▶ [Goal]: Repeat the lines beginning at the one with "yard line marker -> point" and running to the end of the material, keeping the first and last of them, exactly as they appear.

[Saved data entries]

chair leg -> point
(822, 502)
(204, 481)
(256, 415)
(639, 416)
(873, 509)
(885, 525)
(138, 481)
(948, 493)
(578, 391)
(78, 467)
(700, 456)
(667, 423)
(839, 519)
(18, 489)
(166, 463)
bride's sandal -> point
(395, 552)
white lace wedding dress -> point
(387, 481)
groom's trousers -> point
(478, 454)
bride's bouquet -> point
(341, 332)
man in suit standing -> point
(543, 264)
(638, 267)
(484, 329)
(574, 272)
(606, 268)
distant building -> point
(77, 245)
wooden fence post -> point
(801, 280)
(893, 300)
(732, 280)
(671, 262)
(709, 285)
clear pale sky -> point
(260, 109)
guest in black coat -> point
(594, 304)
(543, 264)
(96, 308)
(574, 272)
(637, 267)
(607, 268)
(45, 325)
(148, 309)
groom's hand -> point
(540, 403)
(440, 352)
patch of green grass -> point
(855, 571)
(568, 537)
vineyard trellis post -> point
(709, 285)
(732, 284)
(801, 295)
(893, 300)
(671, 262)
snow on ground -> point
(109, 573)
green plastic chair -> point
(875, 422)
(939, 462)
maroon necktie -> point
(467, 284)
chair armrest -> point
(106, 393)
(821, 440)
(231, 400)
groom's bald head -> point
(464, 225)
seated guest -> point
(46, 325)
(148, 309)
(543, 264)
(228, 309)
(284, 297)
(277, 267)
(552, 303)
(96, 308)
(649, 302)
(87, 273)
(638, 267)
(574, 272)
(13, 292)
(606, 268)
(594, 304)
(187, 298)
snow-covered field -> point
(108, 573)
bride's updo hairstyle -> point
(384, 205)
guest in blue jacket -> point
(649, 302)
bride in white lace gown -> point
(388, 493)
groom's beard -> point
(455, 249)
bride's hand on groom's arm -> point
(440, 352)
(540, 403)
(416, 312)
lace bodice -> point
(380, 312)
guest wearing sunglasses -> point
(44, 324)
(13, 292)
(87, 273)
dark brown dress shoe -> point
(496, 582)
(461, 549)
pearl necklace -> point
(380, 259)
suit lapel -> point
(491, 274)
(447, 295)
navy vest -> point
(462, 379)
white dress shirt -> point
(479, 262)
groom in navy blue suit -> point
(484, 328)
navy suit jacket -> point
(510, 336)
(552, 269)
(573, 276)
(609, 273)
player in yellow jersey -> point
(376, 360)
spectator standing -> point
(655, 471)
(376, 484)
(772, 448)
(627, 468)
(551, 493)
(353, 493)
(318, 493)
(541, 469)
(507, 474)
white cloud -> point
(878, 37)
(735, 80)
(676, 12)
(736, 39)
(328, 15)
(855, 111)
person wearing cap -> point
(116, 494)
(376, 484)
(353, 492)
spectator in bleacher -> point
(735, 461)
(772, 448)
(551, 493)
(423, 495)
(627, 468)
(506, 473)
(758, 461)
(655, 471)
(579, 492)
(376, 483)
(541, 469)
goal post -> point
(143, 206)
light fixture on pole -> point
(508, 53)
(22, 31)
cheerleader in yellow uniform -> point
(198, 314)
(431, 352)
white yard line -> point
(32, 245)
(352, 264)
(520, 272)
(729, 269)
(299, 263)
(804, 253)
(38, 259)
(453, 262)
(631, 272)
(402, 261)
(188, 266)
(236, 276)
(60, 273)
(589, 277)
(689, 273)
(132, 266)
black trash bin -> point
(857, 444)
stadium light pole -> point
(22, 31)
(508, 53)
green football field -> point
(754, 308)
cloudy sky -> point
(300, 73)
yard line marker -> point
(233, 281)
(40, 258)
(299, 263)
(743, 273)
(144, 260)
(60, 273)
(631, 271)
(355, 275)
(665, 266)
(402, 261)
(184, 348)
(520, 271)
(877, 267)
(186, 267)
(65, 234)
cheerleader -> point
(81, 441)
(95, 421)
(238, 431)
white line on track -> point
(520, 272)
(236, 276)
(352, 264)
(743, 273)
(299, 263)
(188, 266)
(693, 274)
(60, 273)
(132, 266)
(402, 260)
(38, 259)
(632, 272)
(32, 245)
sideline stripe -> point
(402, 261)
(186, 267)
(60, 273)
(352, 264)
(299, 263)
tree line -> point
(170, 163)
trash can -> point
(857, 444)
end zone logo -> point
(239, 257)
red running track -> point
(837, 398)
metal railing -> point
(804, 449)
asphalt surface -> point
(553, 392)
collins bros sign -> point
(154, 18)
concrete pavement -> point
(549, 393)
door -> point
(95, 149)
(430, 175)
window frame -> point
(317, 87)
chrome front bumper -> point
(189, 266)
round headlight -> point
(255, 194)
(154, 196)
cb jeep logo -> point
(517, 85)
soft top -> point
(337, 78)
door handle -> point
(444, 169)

▶ [Exercise answer]:
yard line marker -> point
(233, 281)
(40, 258)
(299, 263)
(743, 273)
(144, 260)
(60, 273)
(631, 271)
(355, 275)
(665, 266)
(402, 261)
(184, 348)
(520, 271)
(877, 267)
(186, 267)
(65, 234)
cheerleader -> point
(81, 441)
(95, 421)
(238, 431)
white line on track -> point
(520, 272)
(236, 276)
(352, 264)
(743, 273)
(299, 263)
(188, 266)
(693, 274)
(60, 273)
(132, 266)
(402, 260)
(38, 259)
(632, 272)
(32, 245)
sideline stripe -> point
(402, 261)
(186, 267)
(60, 273)
(352, 264)
(299, 263)
tree line -> point
(170, 163)
trash can -> point
(857, 444)
end zone logo -> point
(239, 257)
red running track -> point
(837, 398)
metal railing -> point
(804, 449)
asphalt surface -> point
(553, 392)
collins bros sign -> point
(154, 18)
concrete pavement -> point
(549, 393)
door -> point
(95, 149)
(430, 175)
window frame -> point
(317, 87)
chrome front bumper -> point
(189, 266)
round headlight -> point
(255, 194)
(154, 196)
cb jeep logo -> point
(517, 85)
soft top -> point
(337, 78)
door handle -> point
(444, 169)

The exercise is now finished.